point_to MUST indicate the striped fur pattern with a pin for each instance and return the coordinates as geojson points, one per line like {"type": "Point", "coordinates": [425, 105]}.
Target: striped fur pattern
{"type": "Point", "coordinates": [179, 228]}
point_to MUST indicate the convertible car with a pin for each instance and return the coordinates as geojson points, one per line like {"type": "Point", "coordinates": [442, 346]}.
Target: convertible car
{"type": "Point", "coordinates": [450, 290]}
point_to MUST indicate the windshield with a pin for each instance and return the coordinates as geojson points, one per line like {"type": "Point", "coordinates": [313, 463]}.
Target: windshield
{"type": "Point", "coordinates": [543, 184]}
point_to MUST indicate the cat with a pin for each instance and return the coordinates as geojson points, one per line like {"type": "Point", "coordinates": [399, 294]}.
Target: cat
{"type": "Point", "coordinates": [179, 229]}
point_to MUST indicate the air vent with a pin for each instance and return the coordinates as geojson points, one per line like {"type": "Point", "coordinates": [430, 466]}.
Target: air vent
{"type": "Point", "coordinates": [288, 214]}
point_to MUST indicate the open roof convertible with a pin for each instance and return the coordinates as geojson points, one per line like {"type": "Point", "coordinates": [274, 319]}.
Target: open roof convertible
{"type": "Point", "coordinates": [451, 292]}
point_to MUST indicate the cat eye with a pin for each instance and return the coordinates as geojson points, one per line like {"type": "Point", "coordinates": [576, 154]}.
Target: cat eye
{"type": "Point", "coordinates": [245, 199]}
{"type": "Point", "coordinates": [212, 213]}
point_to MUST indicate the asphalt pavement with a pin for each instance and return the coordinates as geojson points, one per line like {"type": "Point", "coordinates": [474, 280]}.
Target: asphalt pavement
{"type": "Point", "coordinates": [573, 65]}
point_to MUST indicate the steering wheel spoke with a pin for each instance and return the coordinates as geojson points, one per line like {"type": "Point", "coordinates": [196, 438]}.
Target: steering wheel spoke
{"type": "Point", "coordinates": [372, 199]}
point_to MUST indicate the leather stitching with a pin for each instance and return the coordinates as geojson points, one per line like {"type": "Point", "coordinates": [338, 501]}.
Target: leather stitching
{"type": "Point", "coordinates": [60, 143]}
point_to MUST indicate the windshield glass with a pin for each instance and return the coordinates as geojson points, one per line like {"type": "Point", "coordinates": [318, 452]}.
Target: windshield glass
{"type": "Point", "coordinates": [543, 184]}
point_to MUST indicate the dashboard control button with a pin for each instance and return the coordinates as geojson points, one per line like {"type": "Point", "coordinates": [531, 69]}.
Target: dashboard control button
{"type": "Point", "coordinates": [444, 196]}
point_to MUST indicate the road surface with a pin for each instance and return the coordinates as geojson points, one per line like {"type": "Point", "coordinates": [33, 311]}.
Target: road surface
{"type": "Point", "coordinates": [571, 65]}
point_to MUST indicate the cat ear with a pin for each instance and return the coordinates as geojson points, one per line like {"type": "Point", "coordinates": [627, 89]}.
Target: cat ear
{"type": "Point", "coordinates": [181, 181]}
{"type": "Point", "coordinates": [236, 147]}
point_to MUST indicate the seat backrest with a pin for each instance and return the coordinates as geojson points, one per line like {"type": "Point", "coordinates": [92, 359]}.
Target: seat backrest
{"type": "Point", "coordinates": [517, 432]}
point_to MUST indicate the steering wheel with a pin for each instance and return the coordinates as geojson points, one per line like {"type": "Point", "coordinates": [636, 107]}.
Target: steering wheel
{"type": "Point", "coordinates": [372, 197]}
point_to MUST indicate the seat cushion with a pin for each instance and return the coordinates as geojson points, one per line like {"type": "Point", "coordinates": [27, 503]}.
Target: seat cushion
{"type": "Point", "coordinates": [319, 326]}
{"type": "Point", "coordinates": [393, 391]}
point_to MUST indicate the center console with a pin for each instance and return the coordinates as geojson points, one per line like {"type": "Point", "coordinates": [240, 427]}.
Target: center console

* _What you should do_
Print out the whole of the material above exactly.

* _Task result_
point_to MUST indicate the striped fur pattern with a pin for each instance and return the coordinates as geojson points, one per line like {"type": "Point", "coordinates": [425, 105]}.
Target: striped fur pattern
{"type": "Point", "coordinates": [179, 228]}
point_to MUST indicate the convertible car with a pin for each instance and return the coordinates as geojson points, one per line like {"type": "Point", "coordinates": [442, 346]}.
Target: convertible car
{"type": "Point", "coordinates": [450, 290]}
point_to MUST indicate the windshield with a pin for each instance and return the coordinates as geojson points, one per line like {"type": "Point", "coordinates": [313, 463]}.
Target: windshield
{"type": "Point", "coordinates": [543, 184]}
point_to MUST indicate the cat with a pin for each instance and return the coordinates as geojson points, one per line like {"type": "Point", "coordinates": [399, 294]}.
Target: cat
{"type": "Point", "coordinates": [179, 229]}
point_to MUST indicate the air vent with a pin for each instance and return the coordinates as geojson points, one per line like {"type": "Point", "coordinates": [430, 466]}.
Target: air vent
{"type": "Point", "coordinates": [288, 214]}
point_to MUST indicate the open roof convertible with a pin for each instance and return the coordinates as geojson points, one per line like {"type": "Point", "coordinates": [274, 319]}.
Target: open roof convertible
{"type": "Point", "coordinates": [451, 292]}
point_to MUST indicate the cat eye with a pin for each instance and return the coordinates as geojson points, one per line like {"type": "Point", "coordinates": [576, 154]}.
Target: cat eye
{"type": "Point", "coordinates": [245, 199]}
{"type": "Point", "coordinates": [212, 213]}
point_to MUST indicate the asphalt pavement with a pin for each instance and return the coordinates as geojson points, one per line like {"type": "Point", "coordinates": [474, 280]}.
Target: asphalt pavement
{"type": "Point", "coordinates": [573, 65]}
point_to MUST indicate the steering wheel spoke with a pin for each instance and return the coordinates as geojson points, one per line like {"type": "Point", "coordinates": [196, 438]}.
Target: steering wheel spoke
{"type": "Point", "coordinates": [372, 199]}
point_to MUST indicate the leather stitching with a pin for each instance and return the coordinates as geojson points, one per line like {"type": "Point", "coordinates": [338, 501]}.
Target: leather stitching
{"type": "Point", "coordinates": [60, 143]}
point_to MUST indicate the windshield glass with a pin for each instance and return the coordinates as geojson points, one per line like {"type": "Point", "coordinates": [318, 452]}.
Target: windshield glass
{"type": "Point", "coordinates": [543, 184]}
point_to MUST indicate the dashboard control button with a pin for each instance and return the coordinates as geojson points, one per line like {"type": "Point", "coordinates": [531, 69]}.
Target: dashboard control button
{"type": "Point", "coordinates": [444, 196]}
point_to MUST indicate the road surface with a pin for each instance and return the coordinates as geojson points, one per line like {"type": "Point", "coordinates": [33, 311]}.
Target: road surface
{"type": "Point", "coordinates": [571, 65]}
point_to MUST indicate the cat ear with a pin for each instance and return the coordinates as geojson points, one per line like {"type": "Point", "coordinates": [627, 89]}.
Target: cat ear
{"type": "Point", "coordinates": [181, 181]}
{"type": "Point", "coordinates": [236, 147]}
point_to MUST indicate the seat backrest with a pin for each instance and return the coordinates as geojson points, one per line like {"type": "Point", "coordinates": [92, 359]}.
Target: seat backrest
{"type": "Point", "coordinates": [517, 432]}
point_to MUST indicate the steering wheel with a pin for each instance and return the coordinates as geojson points, one per line like {"type": "Point", "coordinates": [636, 107]}.
Target: steering wheel
{"type": "Point", "coordinates": [372, 197]}
point_to MUST indicate the seat cushion with a pin for each instance and return the coordinates as geojson points, one per line like {"type": "Point", "coordinates": [27, 503]}.
Target: seat cushion
{"type": "Point", "coordinates": [319, 326]}
{"type": "Point", "coordinates": [393, 391]}
point_to MUST indicate the center console with a pin for each instance and return the coordinates as geojson points, one per line like {"type": "Point", "coordinates": [240, 427]}.
Target: center console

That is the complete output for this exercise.